TASK OBJECTIVE – Select the lines of the records containing the word "leaf" and list them.

DATASET –

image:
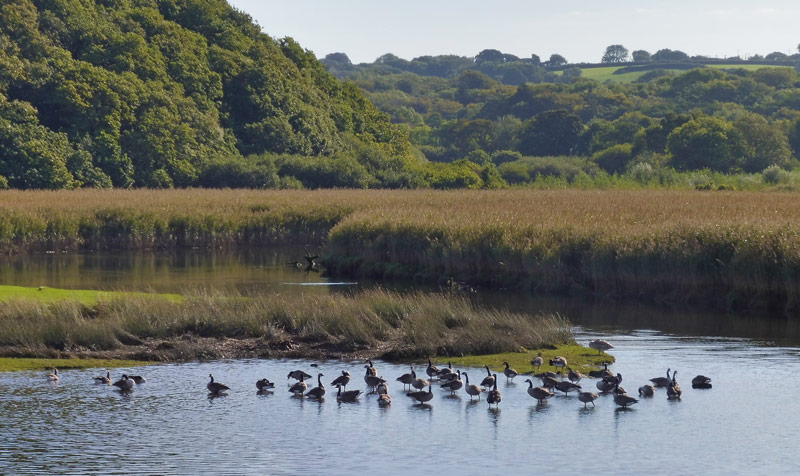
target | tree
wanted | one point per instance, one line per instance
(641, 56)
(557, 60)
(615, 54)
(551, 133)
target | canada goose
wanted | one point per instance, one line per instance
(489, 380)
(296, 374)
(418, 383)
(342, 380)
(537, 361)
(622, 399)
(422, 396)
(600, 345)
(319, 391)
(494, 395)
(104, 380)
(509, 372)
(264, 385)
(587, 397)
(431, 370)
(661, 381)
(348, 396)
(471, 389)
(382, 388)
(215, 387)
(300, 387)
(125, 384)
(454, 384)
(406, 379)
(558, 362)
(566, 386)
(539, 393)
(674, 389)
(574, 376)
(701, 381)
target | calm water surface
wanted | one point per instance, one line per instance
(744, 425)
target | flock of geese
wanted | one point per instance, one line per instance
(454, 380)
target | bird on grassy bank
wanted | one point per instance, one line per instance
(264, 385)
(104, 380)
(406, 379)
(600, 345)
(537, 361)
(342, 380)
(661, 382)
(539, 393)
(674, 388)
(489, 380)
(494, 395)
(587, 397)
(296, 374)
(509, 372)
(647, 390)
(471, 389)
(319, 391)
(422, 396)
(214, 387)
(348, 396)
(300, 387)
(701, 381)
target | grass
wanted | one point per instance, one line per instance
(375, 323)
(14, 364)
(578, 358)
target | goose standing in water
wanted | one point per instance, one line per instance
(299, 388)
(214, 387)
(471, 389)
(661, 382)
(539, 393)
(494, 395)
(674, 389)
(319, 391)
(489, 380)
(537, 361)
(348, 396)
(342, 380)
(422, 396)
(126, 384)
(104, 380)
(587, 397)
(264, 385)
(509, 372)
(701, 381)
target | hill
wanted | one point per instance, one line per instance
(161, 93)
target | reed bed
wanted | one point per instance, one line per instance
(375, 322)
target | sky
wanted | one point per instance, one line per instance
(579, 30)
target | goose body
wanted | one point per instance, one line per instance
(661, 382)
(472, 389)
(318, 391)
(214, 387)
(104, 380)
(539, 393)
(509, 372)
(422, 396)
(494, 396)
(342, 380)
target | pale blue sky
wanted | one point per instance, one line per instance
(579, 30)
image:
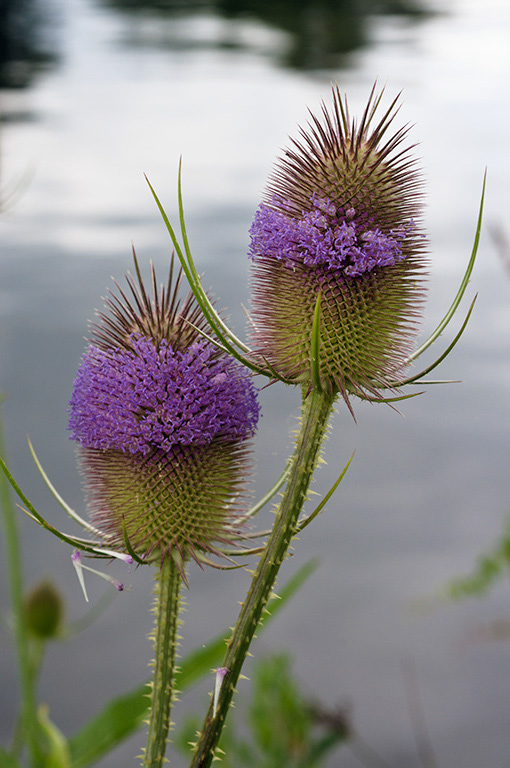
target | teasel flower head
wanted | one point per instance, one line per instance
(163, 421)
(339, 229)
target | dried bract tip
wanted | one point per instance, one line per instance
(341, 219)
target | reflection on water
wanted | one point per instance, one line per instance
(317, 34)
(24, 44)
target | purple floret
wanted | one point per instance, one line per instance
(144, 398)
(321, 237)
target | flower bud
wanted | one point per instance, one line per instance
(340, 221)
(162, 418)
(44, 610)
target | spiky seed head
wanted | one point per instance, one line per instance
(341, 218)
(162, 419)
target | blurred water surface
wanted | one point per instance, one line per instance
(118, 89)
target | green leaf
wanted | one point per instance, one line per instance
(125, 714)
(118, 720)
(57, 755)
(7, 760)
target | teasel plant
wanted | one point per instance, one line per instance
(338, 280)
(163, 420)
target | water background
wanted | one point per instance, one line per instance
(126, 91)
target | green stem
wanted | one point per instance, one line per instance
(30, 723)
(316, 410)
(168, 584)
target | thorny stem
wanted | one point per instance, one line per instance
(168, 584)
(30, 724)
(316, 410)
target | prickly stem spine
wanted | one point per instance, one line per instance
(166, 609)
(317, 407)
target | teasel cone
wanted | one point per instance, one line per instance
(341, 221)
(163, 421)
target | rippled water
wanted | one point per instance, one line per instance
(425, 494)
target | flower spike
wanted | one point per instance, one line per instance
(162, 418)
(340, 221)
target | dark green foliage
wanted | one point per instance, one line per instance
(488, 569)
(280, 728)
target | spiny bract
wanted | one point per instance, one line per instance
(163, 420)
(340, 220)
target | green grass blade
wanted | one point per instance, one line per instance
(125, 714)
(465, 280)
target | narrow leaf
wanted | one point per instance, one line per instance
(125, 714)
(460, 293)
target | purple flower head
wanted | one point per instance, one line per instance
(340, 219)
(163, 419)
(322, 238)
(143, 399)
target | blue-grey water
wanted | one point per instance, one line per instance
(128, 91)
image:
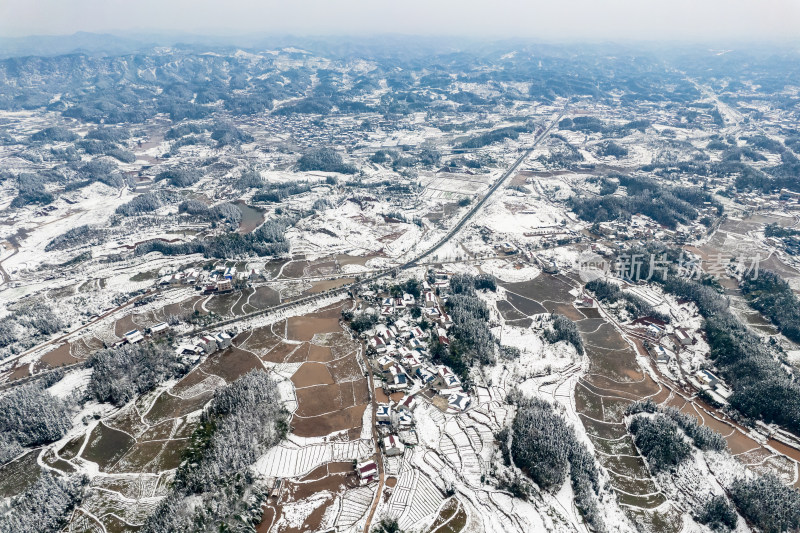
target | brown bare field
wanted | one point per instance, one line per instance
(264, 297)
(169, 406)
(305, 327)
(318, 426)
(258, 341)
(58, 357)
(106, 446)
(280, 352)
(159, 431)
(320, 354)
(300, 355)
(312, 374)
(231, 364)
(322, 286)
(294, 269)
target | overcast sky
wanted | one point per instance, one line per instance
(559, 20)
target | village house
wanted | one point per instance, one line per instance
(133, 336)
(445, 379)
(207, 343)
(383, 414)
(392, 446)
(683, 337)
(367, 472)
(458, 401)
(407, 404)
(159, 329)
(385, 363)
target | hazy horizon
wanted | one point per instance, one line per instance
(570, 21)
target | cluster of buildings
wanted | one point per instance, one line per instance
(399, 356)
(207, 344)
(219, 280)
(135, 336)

OUTPUT OF THE EXERCISE –
target | green leaf
target | narrow leaf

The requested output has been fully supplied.